• [EXERCISE OBJECTIVE] Copy all of the material below, line for line.

• [INPUT MATERIAL]
--

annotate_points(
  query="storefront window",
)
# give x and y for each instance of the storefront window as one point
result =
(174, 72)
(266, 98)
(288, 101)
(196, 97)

--

• [OUTPUT OF THE EXERCISE]
annotate_points(
  query="storefront window",
)
# give x and y for each instance of the storefront window as one point
result =
(174, 72)
(266, 98)
(288, 101)
(196, 97)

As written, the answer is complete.